*** Opening Page excerpt ***
American biblical scholar and theologian, and progressive Christian activist

Walter Philip Wink (May 21, 1935 – May 10, 2012) was an American Biblical scholar, theologian, and activist who was an important figure in Progressive Christianity. Wink spent much of his career teaching at Auburn Theological Seminary in New York City. He was well known for his advocacy of and work related to nonviolent resistance and his seminal works on "The Powers", Naming the Powers (1984), Unmasking the Powers (1986), Engaging the Powers (1992), When the Powers Fall (1998), and The Powers that Be (1999), all of them commentaries on the Apostle Paul's ethic of spiritual warfare described here:
For we do not wrestle against flesh and blood, but against the rulers, against the authorities, against the cosmic powers over this present darkness, against the spiritual forces of evil in the heavenly places.
— Ephesians 6:12 (ESV)
  Breaking with Christian hermeneutic tradition of Christian demonology, he interprets Paul's hierarchy of "rulers" to refer to imperial powers, with corresponding and political theologies and ideologies of state violence. Giving examples from ancient Babylon through the popular media of today, these are supported by, in a phrase he coined "the myth of redemptive violence".

==Early life and education==
Wink was born in Dallas on May 21, 1935. His father first owned a hardware store and later worked as a salesman for the Fuller Brush Company. He was raised in a liberal Methodist church but also attended a Pentecostal congregation but while spending a summer in Oregon during college.

Wink earned a B.A. from Southern Methodist University in 1956, majoring in history, and minoring in philosophy and English. He completed his Master of Divinity in 1959 and his Ph.D. in 1963, both from Union Theological Seminary in New York City and was ordained as a Methodist minister in 1961.

==Career==
After ordination, Wink served as Pastor of First United Methodist Church, in Hitchcock, Texas from 1962–67. He then returned to Union Seminary as an Assistant Professor of New Testament, then Associate Professor of New Testament, from 1967–1976. After being denied tenure at Union, he began teaching at Auburn Theological Seminary, remaining there until his death, when he was Professor Emeritus. His faculty discipline was Biblical interpretation. In 1989–1990, he was a Peace Fellow at the United States Institute of Peace.

He was known for his work on power structures, his commentary on current political and cultural matters, and his contributions to the discourse on homosexuality and religion, pacifism, the relationship between psychology and biblical studies, and research related to the historical Jesus. Neal Stephenson likens some of Wink's ideas to "an epidemiology of power disorders", a phenomenology of oppression. Author Philip Yancey references Wink frequently in his work.

One of Wink's major avenues for teaching has been his leadership of workshops to church and other groups, based on his method of Bible study (The Bible in Human Transformation, 1973), and incorporating meditation, artwork, and movement. These workshops were often presented jointly with his wife, June Keener-Wink, a dancer and potter.
*** Closing Page excerpt ***
* Tasks for this exercise:
1. Answer these about the Walter Wink excerpt, one line each, marked (a), (b), (c):
(a) Which university granted Wink his B.A., and in what year?
(b) Which church did he serve as pastor from 1962 to 1967?
(c) What two occupations does the excerpt give for June Keener-Wink?
2. Please list every book in Wink's series on "The Powers" that the Walter Wink excerpt names, each with its year.
3. Carry on writing the Walter Wink excerpt, starting after its final sentence.
*** Opening Study material ***
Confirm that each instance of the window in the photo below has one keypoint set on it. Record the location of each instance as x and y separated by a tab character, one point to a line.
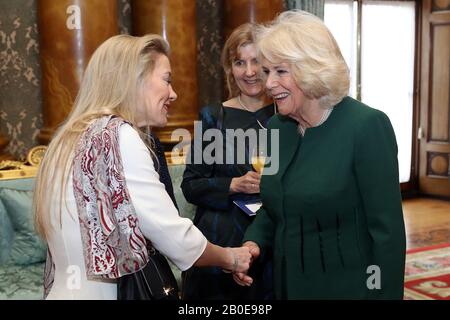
382	65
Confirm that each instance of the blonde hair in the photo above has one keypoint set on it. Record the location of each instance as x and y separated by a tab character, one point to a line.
110	86
241	36
305	43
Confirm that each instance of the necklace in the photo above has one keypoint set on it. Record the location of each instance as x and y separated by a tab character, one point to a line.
247	109
325	116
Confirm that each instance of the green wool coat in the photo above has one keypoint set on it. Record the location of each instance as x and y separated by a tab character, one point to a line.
332	213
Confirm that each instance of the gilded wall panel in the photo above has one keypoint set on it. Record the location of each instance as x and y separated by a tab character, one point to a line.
20	96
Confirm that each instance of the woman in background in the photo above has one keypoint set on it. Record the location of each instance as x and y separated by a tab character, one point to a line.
212	188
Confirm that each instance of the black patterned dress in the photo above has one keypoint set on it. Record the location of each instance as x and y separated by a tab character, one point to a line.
221	221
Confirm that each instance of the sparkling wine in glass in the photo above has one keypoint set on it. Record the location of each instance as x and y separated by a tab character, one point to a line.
258	159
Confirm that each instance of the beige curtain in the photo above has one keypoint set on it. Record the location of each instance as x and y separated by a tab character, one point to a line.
313	6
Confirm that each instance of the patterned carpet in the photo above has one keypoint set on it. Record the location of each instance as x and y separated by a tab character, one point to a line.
427	273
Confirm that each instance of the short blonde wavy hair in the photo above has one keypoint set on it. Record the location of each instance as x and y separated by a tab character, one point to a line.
305	43
241	36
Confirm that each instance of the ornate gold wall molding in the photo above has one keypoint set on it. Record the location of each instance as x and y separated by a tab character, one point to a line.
70	31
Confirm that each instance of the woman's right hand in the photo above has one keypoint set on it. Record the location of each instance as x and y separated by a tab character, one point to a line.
239	259
248	183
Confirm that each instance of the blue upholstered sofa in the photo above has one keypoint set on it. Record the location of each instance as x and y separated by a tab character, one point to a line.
22	253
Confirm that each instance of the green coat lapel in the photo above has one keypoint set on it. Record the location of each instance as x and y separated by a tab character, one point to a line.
289	141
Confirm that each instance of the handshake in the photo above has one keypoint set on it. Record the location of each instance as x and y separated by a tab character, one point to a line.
242	258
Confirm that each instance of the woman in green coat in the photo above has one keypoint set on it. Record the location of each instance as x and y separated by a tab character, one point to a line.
332	213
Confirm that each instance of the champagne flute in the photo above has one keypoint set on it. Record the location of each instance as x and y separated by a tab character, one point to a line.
258	159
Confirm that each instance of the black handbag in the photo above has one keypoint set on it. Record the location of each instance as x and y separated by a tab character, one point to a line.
154	282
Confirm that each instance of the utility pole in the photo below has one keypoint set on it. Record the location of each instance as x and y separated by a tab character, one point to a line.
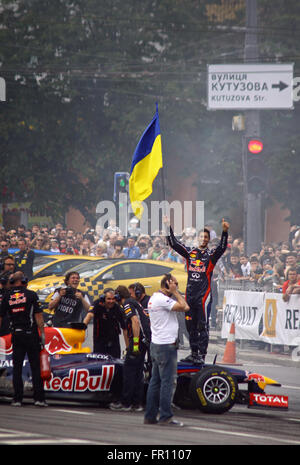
253	215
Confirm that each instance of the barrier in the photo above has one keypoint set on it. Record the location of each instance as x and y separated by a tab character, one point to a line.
261	316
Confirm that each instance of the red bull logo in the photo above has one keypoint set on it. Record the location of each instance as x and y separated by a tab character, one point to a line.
5	345
197	265
81	381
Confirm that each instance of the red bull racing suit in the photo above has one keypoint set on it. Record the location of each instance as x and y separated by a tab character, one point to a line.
200	264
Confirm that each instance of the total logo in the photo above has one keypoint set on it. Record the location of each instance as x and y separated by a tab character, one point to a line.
81	380
268	400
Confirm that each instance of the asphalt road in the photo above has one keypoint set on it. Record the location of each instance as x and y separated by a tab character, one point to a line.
62	424
74	424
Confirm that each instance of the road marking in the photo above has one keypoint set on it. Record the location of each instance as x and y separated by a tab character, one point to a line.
14	437
246	435
78	412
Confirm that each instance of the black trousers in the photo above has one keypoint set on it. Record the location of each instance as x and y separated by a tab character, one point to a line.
133	385
108	347
27	343
197	325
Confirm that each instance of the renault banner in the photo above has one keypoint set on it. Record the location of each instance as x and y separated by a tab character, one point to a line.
262	316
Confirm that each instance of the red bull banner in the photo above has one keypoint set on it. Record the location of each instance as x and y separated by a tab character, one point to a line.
81	380
57	340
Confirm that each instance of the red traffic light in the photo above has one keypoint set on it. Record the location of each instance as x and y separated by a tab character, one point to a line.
255	146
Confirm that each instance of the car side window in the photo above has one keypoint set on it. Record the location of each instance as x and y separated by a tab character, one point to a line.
127	271
58	268
156	270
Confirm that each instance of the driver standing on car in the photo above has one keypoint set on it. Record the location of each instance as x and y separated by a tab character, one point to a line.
26	317
69	302
200	265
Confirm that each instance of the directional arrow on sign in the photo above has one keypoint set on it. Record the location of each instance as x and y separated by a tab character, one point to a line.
280	86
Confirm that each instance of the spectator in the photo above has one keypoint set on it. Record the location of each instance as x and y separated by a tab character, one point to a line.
278	275
290	262
267	276
234	269
133	229
155	251
138	292
163	254
24	259
101	249
245	266
69	302
256	270
4	249
143	250
54	246
85	248
131	251
70	250
118	250
63	246
292	285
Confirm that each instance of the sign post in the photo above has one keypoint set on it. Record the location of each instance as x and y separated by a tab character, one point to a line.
250	86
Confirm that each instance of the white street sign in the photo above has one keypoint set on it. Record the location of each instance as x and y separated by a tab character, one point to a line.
250	86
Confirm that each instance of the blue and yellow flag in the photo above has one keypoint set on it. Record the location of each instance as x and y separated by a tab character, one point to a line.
146	163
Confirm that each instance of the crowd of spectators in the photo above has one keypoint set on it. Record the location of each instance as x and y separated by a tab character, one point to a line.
268	265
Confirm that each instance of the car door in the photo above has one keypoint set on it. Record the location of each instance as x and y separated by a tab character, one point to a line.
129	272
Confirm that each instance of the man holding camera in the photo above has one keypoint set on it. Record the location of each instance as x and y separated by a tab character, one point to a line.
69	302
108	322
162	308
139	335
27	327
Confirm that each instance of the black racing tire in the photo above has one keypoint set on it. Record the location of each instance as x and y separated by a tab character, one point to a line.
213	390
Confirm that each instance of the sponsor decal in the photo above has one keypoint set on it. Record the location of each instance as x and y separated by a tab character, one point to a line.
5	345
80	381
256	377
55	341
268	401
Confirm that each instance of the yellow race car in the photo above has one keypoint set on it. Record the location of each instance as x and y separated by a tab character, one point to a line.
97	274
47	265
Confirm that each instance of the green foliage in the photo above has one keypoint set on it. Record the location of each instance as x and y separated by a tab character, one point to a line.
82	80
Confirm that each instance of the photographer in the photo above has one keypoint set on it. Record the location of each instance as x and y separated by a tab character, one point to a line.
69	302
108	322
137	324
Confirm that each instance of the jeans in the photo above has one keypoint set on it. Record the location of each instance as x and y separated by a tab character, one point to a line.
133	386
163	382
27	344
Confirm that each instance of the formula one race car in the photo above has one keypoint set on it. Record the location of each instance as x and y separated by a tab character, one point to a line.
79	375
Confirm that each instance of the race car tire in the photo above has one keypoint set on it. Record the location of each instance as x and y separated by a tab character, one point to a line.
213	390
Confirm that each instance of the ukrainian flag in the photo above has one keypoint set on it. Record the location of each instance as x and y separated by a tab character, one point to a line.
146	163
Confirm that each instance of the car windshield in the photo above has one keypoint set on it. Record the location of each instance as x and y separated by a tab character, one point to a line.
88	269
41	261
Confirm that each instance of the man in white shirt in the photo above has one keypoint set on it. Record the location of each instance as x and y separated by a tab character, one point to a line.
162	308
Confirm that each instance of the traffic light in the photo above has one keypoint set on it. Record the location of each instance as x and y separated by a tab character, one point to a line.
256	168
121	180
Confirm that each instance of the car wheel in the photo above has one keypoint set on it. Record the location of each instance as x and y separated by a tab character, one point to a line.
213	390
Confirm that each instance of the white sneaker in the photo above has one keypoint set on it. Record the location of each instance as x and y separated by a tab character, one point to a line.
16	404
40	403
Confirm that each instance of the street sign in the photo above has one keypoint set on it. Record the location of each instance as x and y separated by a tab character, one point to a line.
250	86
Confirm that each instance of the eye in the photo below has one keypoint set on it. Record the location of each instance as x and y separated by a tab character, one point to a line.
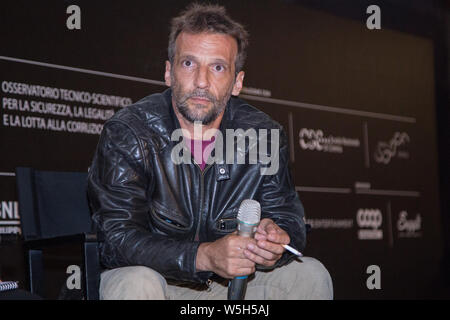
*** Closing Study material ***
* Answers for each item:
1.
(a) Southern Methodist University, 1956
(b) First United Methodist Church, in Hitchcock, Texas
(c) Dancer and potter

2.
Naming the Powers (1984)
Unmasking the Powers (1986)
Engaging the Powers (1992)
When the Powers Fall (1998)
The Powers that Be (1999)

3.
One of Walter Wink's sons—Chris Wink—is known as a founding member of the Blue Man Group.

==Partial bibliography==
- "John the Baptist in the Gospel Tradition" (1968)
- "The Bible in Human Transformation" (1973)
- The Powers Trilogy:
  - Naming the Powers: The Language of Power in the New Testament, Philadelphia: Fortress Press, 1984. ISBN 0-8006-1786-X
  - Unmasking the Powers: The Invisible Forces That Determine Human Existence, Philadelphia: Fortress Press, 1986. ISBN 0-8006-1902-1
  - Engaging the Powers: Discernment and Resistance in a World of Domination, Minneapolis: Fortress Press, 1992. ISBN 0-8006-2646-X
- "Violence and Nonviolence in South Africa: Jesus' third way" (1987)
- "Transforming Bible Study: A Leader's Guide" (1980)
- Proclamation 5: Holy Week, Year B, Minneapolis: Fortress Press, 1993. (out of print)
- Cracking the Gnostic Code: The Powers in Gnosticism, (Society of Biblical Literature Monograph Series), Atlanta: Scholars Press, 1993. ISBN 1-55540-860-5
- When the Powers Fall: Reconciliation in the Healing of Nations, Minneapolis: Fortress Press, 1998. ISBN 0-8006-3127-7; Swedish edition: Healing a Nation's Wounds: Reconciliation on the Road to Democracy (Uppsala, Sweden: Life and Peace Institute, 1997)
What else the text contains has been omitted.